Transcribe the whole listing exactly; the images stay out.
== Segment start ==
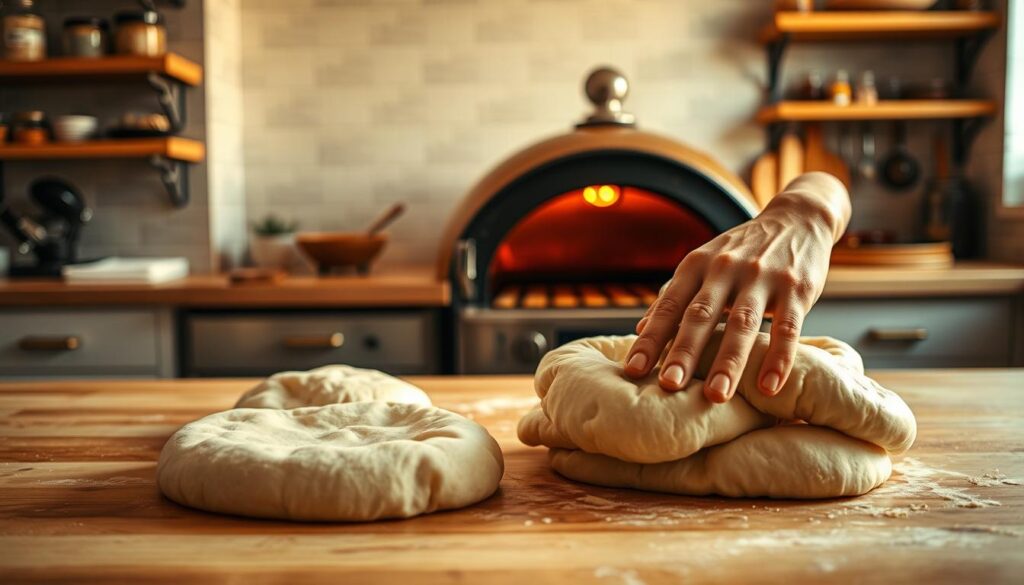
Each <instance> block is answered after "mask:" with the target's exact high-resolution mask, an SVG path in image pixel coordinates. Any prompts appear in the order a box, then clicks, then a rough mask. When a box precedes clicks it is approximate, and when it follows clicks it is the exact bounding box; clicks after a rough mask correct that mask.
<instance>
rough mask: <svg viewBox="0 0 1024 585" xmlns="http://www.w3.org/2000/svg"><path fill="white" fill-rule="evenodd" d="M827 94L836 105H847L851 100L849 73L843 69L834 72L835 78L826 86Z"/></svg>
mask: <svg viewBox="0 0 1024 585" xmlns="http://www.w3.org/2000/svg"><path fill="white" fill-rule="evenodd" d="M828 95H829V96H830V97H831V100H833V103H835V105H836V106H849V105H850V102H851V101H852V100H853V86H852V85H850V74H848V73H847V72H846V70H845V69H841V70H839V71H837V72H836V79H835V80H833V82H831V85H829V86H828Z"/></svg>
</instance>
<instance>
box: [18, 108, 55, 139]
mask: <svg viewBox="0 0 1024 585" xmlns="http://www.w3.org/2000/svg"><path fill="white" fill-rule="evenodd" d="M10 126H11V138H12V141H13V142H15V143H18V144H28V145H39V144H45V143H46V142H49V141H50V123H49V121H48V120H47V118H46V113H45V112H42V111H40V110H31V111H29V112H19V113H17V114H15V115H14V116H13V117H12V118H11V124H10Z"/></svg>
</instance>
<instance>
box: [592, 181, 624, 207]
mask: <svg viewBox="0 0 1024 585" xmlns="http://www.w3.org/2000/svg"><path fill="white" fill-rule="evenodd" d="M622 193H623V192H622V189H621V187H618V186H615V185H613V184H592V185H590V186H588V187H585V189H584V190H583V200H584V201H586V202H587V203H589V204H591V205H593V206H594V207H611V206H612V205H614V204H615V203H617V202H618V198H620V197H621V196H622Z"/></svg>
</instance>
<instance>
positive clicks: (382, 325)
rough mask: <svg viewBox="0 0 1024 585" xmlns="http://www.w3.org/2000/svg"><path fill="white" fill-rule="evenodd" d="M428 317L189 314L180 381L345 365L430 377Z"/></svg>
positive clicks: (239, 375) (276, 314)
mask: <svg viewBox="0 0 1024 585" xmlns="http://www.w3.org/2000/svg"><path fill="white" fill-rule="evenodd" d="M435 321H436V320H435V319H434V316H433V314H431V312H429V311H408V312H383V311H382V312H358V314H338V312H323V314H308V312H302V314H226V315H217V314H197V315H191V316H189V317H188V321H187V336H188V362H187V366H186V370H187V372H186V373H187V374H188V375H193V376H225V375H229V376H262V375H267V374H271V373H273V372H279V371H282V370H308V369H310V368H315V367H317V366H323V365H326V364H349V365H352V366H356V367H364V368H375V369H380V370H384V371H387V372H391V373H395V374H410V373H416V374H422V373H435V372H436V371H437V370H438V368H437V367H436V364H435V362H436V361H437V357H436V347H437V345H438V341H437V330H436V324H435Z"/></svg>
== Segment end ==
Response below ▸
Each <instance> block is answered after "mask:" with the target's exact high-resolution mask, an SVG path in image pixel coordinates. Any prompts appear in the order a box, then clicks, then a rough mask. When a box precedes clicks it is approximate, and when it follows clicks it is the exact bounding box; clicks after a rough mask correct that mask.
<instance>
rough mask: <svg viewBox="0 0 1024 585" xmlns="http://www.w3.org/2000/svg"><path fill="white" fill-rule="evenodd" d="M827 94L836 105H847L851 100L849 73L843 69L834 72L835 78L826 86Z"/></svg>
mask: <svg viewBox="0 0 1024 585" xmlns="http://www.w3.org/2000/svg"><path fill="white" fill-rule="evenodd" d="M828 95H829V96H830V97H831V100H833V103H835V105H836V106H849V105H850V102H851V101H852V100H853V86H852V85H850V74H848V73H847V72H846V70H845V69H841V70H839V71H837V72H836V79H835V80H833V82H831V85H829V86H828Z"/></svg>
</instance>
<instance>
box: [18, 108, 55, 139]
mask: <svg viewBox="0 0 1024 585" xmlns="http://www.w3.org/2000/svg"><path fill="white" fill-rule="evenodd" d="M10 126H11V138H12V141H13V142H15V143H18V144H28V145H39V144H45V143H46V142H49V141H50V123H49V121H48V120H47V118H46V113H45V112H42V111H40V110H31V111H29V112H19V113H17V114H15V115H14V116H13V117H12V118H11V124H10Z"/></svg>
</instance>
<instance>
box: [592, 181, 624, 207]
mask: <svg viewBox="0 0 1024 585" xmlns="http://www.w3.org/2000/svg"><path fill="white" fill-rule="evenodd" d="M622 193H623V192H622V189H621V187H618V186H615V185H613V184H592V185H590V186H588V187H585V189H584V190H583V200H584V201H586V202H587V203H589V204H591V205H593V206H594V207H611V206H612V205H614V204H615V203H617V202H618V198H620V197H621V196H622Z"/></svg>
</instance>
<instance>
positive clicks: (382, 325)
rough mask: <svg viewBox="0 0 1024 585" xmlns="http://www.w3.org/2000/svg"><path fill="white" fill-rule="evenodd" d="M428 317L189 314L180 381L345 365L430 377Z"/></svg>
positive clicks: (239, 375) (276, 314)
mask: <svg viewBox="0 0 1024 585" xmlns="http://www.w3.org/2000/svg"><path fill="white" fill-rule="evenodd" d="M435 321H436V320H435V319H434V316H433V314H431V312H429V311H408V312H383V311H382V312H358V314H338V312H323V314H308V312H302V314H226V315H217V314H197V315H191V316H189V317H188V321H187V336H188V362H187V366H186V370H187V372H186V373H187V374H188V375H193V376H225V375H229V376H262V375H267V374H271V373H273V372H279V371H282V370H308V369H310V368H315V367H317V366H323V365H326V364H349V365H352V366H356V367H364V368H375V369H380V370H384V371H387V372H391V373H395V374H410V373H416V374H422V373H435V372H436V371H437V370H438V368H437V367H436V364H435V362H436V361H437V357H436V347H437V345H438V341H437V330H436V324H435Z"/></svg>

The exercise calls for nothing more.